= STATED PROBLEM 1 =
In the Gemma4 12b pull request below, what is the sliding window size?
= STATED PROBLEM 2 =
Do these statements agree with the Gemma4 12b pull request below? Answer yes or no for each, and quote the deciding words from the pull request. (a) The 12b model has 48 layers. (b) The 12b model uses mixture of experts. (c) The global head dimension is 256.
= STATED PROBLEM 3 =
Which features does the Gemma4 12b pull request below say the 12b configuration leaves out? List every one.

[Begin EXTRACTED TEXT]

Add Gemma4 12b unified model support in Fairseq2#1519
Open
YunchaoYang wants to merge 11 commits into
Open
Conversation
added 10 commits
June 5, 2026 21:18
* config.py: register arch('12b') and arch('12b_it'); add get_gemma4_12b_config().
Dense Gemma 4 text decoder reusing the gemma4 code paths with:
hidden=3840, layers=48 (5:1 sliding:full = 40+8), heads=16, kv=8,
num_global_kv=1 (MQA), head_dim=256, global_head_dim=512,
ffn_inner=15360, sliding_window=1024, max_seq_len=262144,
attention_k_eq_v=True, no PLE, no KV sharing, no MoE,
final_logit_softcapping=30.
* __init__.py: export get_gemma4_12b_config.

[End EXTRACTED TEXT]
[Begin PROVIDED DATA]

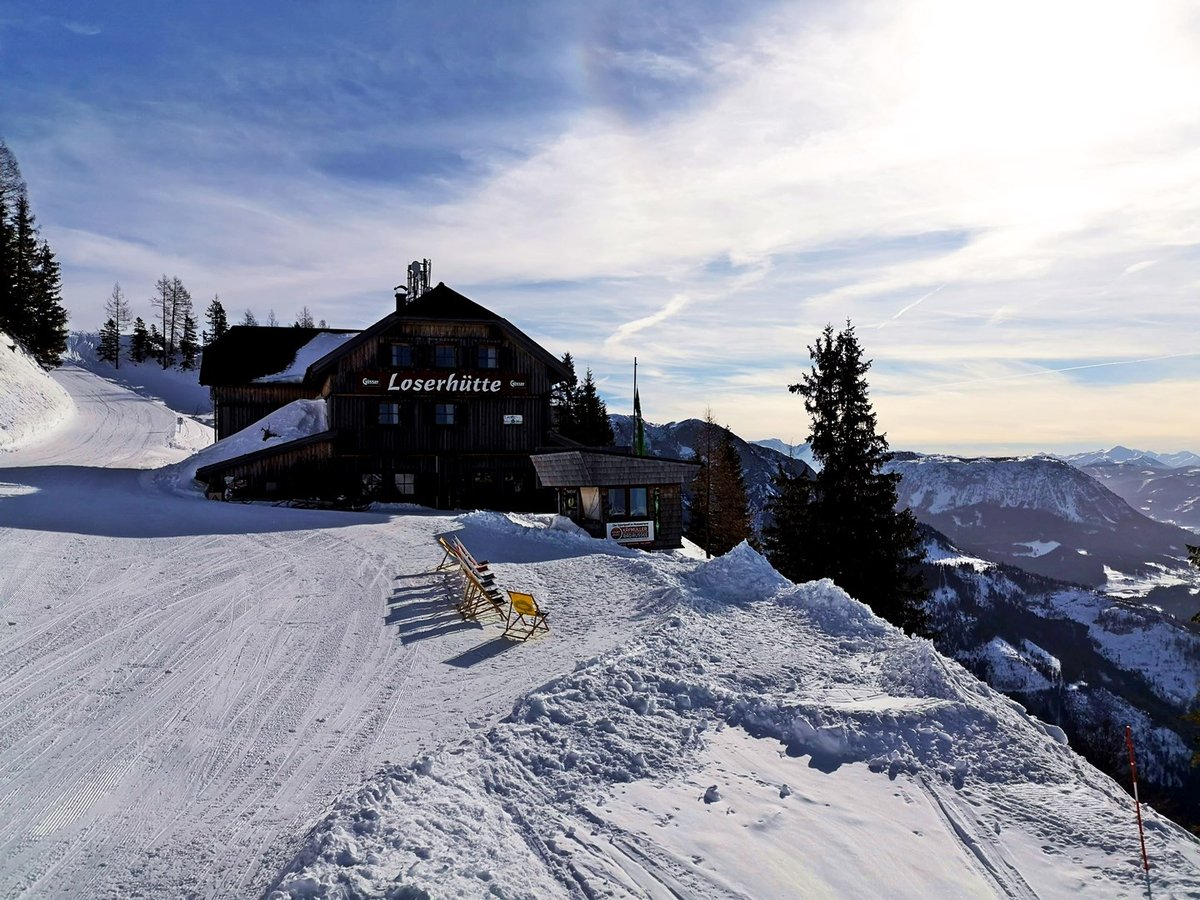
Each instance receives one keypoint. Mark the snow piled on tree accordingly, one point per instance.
(31, 402)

[End PROVIDED DATA]

= EXERCISE ANSWER 1 =
1024

= EXERCISE ANSWER 2 =
(a) Yes: "layers=48"
(b) No: "no MoE"
(c) No: "global_head_dim=512"

= EXERCISE ANSWER 3 =
PLE, KV sharing, MoE